▶ _TASK REQUIREMENTS_
**a)** Please answer these from the passage on the state insurance fund below:
(i) What does the instant case not turn upon?
(ii) Which section of the Ohio Bill of Rights is cited?
(iii) What is an enforced loan said to be no different from?
**b)** Resume the passage on the state insurance fund below, picking up right after its final sentence.

▶ _PASSAGE_

========

If a statute which permits the fund to be applied to the payment of claims of injured workmen whose employers do not contribute to the fund is valid and constitutional, then by the same token it would be constitutional to permit the wages of employes of insolvent and noncontributing employers to be paid out of a fund created for such purpose by assessments levied upon solvent and contributing employers. The instant case does not turn upon the soundness and validity of workmen’s compensation laws. It turns upon the character of the state insurance fund, upon whether or not that fund can be diverted from the uses for which it was provided, and upon whether or not it can be distributed to benefit persons who had no part in creating it.
It is apparently the basis of the opinion that the taking from the fund to pay the . claims of employes of insolvent employers is “comparatively insignificant.” Neither the due process clause of the Fourteenth Amendment to the federal Constitution nor Section 19 of the Ohio Bill of Rights *63measures the amount and value of the taking. It is not provided in either of those constitutions that nearly all of the property of the citizen shall be held inviolate, but, on the contrary, it is provided that “private property shall ever be held inviolate,” meaning of course all private property without regard to value, and that all questions of value are for the determination of the jury and not for the arbitrary determination of a court which may by some course of reasoning conceive the same to be “comparatively insignificant.”
It is further stated in the opinion that it cannot be determined in advance that the fund will ever suffer a loss by such advancements; that there is always the possibility that the money may be recovered from the insolvent employer. It is a complete answer to this proposition that an enforced loan is in no wise different from a compulsory taking.

========

▶ _MATERIAL SUPPLIED_

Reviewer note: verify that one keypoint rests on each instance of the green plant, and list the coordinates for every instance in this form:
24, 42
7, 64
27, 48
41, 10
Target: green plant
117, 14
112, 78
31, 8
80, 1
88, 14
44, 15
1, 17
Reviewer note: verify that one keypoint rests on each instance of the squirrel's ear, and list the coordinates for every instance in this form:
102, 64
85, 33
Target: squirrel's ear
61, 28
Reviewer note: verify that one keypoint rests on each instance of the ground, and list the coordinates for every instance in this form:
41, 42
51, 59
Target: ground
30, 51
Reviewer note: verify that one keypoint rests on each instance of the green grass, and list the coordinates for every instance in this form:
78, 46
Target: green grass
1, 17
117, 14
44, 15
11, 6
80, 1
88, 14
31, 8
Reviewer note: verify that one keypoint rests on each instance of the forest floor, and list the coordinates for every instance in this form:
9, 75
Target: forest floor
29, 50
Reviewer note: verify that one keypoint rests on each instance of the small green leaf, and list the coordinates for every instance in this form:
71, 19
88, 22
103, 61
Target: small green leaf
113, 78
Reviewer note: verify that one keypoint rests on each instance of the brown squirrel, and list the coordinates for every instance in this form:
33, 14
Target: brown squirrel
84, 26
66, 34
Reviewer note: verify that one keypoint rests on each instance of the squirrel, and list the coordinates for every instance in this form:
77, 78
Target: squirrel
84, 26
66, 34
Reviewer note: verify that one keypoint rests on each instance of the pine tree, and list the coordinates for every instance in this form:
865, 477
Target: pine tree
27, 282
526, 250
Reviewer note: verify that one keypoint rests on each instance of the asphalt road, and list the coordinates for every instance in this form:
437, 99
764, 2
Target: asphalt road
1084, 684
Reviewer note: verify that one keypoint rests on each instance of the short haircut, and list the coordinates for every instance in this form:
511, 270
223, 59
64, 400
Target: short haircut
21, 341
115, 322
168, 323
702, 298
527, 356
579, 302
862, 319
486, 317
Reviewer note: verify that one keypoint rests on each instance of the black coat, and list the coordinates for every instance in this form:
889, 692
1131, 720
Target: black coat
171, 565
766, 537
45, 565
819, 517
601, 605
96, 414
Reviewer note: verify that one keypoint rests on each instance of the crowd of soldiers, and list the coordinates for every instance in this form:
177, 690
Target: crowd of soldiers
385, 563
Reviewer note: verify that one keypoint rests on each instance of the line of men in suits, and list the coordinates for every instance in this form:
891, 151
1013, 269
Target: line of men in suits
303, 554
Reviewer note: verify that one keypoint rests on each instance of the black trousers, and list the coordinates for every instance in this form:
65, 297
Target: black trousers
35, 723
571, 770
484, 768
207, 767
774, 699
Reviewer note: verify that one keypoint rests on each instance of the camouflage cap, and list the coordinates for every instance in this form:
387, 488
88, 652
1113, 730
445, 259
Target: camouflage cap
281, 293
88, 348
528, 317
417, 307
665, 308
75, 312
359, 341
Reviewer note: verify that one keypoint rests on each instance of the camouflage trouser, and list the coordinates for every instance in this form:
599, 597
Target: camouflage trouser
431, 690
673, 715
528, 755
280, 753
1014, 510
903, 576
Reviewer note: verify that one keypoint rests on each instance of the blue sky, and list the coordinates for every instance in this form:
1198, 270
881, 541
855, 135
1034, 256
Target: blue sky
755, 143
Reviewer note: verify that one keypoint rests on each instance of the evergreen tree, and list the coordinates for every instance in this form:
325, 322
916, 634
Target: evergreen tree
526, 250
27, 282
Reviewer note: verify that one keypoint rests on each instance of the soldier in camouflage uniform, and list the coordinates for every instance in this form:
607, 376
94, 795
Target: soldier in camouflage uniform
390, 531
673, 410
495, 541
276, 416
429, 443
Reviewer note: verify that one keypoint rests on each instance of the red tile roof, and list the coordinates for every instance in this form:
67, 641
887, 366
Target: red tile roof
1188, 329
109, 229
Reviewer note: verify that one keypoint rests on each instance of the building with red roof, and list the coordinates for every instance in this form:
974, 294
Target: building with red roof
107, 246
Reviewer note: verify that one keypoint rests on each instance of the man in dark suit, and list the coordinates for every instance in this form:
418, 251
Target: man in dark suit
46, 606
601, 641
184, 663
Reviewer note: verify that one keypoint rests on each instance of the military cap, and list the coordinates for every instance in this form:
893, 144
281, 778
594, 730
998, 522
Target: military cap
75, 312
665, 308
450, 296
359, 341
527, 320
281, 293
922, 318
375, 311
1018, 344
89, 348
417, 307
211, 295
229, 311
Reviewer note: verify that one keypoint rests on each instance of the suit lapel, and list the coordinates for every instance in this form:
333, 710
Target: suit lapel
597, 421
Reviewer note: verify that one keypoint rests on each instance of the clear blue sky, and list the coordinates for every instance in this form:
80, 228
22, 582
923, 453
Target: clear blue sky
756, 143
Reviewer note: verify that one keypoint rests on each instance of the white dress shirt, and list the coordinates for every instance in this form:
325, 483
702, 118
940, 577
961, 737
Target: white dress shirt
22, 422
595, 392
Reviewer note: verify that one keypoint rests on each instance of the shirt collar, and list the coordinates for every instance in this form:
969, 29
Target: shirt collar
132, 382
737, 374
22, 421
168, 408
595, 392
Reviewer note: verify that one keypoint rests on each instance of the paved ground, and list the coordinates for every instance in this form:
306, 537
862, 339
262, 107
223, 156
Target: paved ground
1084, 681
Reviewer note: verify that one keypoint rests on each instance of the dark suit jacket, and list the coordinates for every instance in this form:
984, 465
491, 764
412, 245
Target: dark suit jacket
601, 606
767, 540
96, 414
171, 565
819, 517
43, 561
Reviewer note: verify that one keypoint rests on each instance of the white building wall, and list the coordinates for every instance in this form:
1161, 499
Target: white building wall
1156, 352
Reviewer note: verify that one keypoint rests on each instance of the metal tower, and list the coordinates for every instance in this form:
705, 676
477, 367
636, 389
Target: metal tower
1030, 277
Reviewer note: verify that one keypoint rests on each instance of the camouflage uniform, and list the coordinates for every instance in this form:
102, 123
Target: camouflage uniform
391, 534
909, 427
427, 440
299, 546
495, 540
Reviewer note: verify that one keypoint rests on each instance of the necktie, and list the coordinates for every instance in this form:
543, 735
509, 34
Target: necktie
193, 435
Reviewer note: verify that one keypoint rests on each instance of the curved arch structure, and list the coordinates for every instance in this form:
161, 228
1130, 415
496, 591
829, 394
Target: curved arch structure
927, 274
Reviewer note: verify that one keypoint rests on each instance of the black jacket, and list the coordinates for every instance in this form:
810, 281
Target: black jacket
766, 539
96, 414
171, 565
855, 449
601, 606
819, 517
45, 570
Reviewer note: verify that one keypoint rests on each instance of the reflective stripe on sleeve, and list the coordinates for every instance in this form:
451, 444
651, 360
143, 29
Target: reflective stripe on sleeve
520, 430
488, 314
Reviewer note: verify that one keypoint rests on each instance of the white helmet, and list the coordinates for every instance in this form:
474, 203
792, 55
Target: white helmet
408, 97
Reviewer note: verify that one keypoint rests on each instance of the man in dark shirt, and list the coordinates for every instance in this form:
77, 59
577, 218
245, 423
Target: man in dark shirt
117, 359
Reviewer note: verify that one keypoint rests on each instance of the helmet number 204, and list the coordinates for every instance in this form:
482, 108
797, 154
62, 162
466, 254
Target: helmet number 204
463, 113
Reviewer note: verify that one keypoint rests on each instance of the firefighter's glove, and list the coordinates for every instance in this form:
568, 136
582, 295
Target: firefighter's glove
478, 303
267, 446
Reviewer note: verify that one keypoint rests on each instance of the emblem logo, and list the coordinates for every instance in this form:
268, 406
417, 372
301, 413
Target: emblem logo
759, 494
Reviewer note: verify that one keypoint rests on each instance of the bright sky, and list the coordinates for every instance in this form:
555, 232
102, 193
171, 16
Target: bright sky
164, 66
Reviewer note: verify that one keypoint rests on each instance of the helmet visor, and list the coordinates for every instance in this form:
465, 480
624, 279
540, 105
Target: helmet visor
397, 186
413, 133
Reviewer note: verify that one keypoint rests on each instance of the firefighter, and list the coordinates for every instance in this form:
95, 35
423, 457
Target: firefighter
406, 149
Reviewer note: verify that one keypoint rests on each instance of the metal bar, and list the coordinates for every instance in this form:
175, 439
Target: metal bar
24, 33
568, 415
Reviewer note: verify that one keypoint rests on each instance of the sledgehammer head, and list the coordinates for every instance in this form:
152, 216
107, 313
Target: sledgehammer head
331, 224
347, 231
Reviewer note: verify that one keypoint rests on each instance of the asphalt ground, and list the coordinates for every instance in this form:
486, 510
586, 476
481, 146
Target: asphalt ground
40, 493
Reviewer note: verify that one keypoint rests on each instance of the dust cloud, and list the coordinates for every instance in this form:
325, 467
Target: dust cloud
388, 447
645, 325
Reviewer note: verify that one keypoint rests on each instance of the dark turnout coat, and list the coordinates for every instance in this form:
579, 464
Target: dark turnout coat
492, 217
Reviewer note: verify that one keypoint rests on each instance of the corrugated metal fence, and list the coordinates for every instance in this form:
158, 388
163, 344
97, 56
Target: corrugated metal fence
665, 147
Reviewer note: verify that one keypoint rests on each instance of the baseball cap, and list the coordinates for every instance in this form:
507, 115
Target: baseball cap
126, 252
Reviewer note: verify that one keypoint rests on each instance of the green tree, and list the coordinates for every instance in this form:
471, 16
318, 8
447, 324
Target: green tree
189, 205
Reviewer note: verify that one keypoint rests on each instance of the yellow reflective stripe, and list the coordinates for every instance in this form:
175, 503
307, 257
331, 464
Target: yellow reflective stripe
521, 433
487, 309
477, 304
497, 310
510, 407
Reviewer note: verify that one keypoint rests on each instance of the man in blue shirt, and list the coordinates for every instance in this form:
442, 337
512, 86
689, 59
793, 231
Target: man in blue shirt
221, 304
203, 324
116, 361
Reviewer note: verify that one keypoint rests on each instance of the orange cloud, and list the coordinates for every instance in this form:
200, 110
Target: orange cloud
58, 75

========

▶ _PER-TASK OUTPUTS_
**a)**
(i) The soundness and validity of workmen's compensation laws.
(ii) Section 19.
(iii) A compulsory taking.

**b)**
The legal question involved being in its last analysis one of due process, and the claims of counsel in this case being in large measure grounded upon the claim that it is only a loan of the funds, it becomes important to look into the fundamental causes out of which the doctrine of due process has evolved. Prior to 1628, the English monarchs had a pernicious habit of borrowing money from English nobles for the purpose of maintaining a navy, such loans being called “ship money,” the same being necessary because, while the military forces could be maintained under feudal practices, there was no means of raising money to maintain a navy except by loans called ship money. It was found to be exceedingly unhealthy for a wealthy *64nobleman to refuse to make such a loan. On the other hand, it was the universal experience that such loans were never repaid. In the reign of Charles the First, in 1628, parliament enacted a law known as the “Petition of Eight.” This law declared, among other things, that forced loans should no longer be demanded by the king, without the consent of parliament. Charles the First was compelled to give his assent on June 7, 1628. Having repeatedly violated his promise, he was impeached 20 years later and sent to the block, and Cromwell became protector. In 1689, during the reign of William and Mary, the crown was compelled to accept a more elaborate declaration, called the “Bill of Rights,” which incorporated practically all the provisions which have been carried into the Bills of Rights of the Constitutions of the United States and of various states. The English declaration of 1689 became the foundation stone of the doctrine of due process as declared and enforced in American jurisprudence, and the Fifth Amendment to the federal Constitution and Section 19 of the Ohio Bill of Rights are the embodiment of the principle that property cannot be taken without due process, and it is at least significant that that just and well-settled principle had its origin in the iniquity of forced loans.
The law which would take from solvent contributors to the state insurance fund to pay benefits to insolvent employers is unsound from an economic standpoint. The very law which was found to be legally constitutional in Noble State Bank v. Haskell, supra, was after only a few years experience repealed, because it so far encouraged *65speculation in banking that it defeated the very purpose which was sought to be served. Kansas, Texas, and other states tried the same experiment with like experience, resulting in repeals.
Day and Robinson, JJ., concur in this dissenting opinion.
Kinkade, J., concurs in the conclusions reached in the dissenting opinion.